---- The data
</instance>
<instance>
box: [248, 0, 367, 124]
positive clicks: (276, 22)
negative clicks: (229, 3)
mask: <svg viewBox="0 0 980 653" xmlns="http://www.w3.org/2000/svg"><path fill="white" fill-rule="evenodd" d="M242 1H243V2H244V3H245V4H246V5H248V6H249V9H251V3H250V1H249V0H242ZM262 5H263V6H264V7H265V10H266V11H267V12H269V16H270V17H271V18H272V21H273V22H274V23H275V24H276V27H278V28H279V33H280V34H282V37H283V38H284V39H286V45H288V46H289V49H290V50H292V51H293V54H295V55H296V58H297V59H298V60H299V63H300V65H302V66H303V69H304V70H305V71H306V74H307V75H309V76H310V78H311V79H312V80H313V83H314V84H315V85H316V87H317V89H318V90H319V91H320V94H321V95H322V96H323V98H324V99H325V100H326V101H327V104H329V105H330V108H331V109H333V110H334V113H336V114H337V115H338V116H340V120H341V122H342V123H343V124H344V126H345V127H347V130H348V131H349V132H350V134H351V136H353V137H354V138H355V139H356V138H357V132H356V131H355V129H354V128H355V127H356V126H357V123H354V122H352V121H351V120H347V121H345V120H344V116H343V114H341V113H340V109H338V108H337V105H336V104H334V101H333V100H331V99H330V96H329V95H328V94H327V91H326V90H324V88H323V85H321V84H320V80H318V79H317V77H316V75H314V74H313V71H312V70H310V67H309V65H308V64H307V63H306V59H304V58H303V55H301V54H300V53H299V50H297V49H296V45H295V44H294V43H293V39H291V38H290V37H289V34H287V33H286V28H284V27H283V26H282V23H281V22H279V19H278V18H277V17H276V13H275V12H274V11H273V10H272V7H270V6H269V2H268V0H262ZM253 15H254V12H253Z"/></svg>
--------
Activity. Within the listing above, filter for lines holding the string "clicks" and copy each one.

Written answer.
positive clicks: (276, 22)
negative clicks: (229, 3)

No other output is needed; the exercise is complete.